Saved entries:

=-=-=-=-=

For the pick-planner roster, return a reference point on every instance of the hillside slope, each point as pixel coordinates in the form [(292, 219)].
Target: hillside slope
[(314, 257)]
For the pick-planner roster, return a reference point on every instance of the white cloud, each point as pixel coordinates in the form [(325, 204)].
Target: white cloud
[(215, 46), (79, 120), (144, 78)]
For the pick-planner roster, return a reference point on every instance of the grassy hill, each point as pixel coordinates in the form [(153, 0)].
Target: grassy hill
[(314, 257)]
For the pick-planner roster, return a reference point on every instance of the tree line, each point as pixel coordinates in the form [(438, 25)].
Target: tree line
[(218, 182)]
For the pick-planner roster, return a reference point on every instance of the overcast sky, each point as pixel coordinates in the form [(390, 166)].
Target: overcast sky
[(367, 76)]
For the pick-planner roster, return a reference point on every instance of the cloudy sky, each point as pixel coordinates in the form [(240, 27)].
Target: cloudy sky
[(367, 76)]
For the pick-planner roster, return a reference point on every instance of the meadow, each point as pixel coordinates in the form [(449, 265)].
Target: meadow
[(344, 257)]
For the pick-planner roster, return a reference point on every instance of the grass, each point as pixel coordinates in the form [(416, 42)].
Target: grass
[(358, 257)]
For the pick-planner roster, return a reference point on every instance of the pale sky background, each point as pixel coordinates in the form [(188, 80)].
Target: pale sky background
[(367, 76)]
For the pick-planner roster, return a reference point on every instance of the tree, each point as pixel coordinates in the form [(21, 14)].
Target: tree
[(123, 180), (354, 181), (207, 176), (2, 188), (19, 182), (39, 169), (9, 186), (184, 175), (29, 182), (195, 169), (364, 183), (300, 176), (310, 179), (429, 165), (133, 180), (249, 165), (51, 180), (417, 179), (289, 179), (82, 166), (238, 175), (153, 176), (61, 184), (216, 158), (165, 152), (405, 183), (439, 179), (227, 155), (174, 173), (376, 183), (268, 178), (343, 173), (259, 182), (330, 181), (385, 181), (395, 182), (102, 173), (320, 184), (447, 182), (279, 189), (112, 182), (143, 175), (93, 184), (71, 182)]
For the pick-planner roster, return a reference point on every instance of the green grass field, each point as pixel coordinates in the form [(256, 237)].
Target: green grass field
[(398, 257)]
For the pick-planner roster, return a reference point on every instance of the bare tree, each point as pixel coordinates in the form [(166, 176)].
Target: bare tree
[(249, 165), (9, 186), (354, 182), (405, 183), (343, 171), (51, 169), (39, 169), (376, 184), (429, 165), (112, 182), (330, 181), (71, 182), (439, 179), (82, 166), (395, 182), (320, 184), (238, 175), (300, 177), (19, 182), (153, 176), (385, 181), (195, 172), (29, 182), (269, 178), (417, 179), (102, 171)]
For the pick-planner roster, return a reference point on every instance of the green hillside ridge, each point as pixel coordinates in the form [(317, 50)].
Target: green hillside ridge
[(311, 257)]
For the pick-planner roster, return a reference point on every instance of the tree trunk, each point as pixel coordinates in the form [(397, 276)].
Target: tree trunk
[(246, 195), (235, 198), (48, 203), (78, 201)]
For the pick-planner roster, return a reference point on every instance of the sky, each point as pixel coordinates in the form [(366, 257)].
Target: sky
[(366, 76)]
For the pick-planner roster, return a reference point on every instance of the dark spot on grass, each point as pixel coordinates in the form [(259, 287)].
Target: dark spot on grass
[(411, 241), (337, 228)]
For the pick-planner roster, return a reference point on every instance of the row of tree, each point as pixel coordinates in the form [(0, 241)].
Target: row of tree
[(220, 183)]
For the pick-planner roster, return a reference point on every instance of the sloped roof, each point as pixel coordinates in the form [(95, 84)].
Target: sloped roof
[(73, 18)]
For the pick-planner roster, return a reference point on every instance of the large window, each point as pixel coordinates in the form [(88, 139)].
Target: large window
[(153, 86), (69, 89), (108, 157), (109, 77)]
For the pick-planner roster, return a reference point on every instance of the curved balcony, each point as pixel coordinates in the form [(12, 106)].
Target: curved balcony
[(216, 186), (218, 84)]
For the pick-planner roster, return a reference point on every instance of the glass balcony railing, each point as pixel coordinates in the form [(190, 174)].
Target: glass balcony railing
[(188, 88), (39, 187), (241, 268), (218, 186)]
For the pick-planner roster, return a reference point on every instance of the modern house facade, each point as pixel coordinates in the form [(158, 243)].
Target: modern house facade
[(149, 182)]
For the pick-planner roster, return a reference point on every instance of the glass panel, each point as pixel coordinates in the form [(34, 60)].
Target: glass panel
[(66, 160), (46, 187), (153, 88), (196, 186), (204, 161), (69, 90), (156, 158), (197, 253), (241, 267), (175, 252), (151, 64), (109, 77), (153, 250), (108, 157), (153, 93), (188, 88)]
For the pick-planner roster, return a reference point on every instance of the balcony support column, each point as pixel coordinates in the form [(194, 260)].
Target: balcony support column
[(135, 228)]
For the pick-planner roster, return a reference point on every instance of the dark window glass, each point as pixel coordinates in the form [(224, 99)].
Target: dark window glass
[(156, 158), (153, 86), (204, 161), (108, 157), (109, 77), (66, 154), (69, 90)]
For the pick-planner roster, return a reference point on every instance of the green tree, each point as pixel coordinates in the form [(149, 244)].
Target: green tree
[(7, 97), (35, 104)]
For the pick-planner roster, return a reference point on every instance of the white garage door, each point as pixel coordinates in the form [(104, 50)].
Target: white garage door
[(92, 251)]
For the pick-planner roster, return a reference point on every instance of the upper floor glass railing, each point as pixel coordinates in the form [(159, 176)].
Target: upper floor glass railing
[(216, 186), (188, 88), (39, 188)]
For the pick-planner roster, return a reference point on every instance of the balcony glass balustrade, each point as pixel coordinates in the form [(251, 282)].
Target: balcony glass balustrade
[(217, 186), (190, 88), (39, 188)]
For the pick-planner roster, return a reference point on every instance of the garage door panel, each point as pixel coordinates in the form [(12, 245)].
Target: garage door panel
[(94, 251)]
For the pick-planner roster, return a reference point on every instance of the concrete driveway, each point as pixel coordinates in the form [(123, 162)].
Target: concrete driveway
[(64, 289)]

=-=-=-=-=

→ Instruction: Rewrite every line of the rows that begins with the line containing "form [(12, 106)]." and ends with the line containing "[(216, 186), (218, 84)]", including the requests. Multiply each point coordinate in the answers by 2.15 and round to whole numbers, with halves rounding up. Leave the requests and the sample coordinates inside them unchanged.

→ Result of the exercise:
For the pick-planner roster, return a reference point on every instance of the curved balcony, each point as pixel coordinates in the form [(12, 106)].
Target: curved balcony
[(464, 400), (469, 181)]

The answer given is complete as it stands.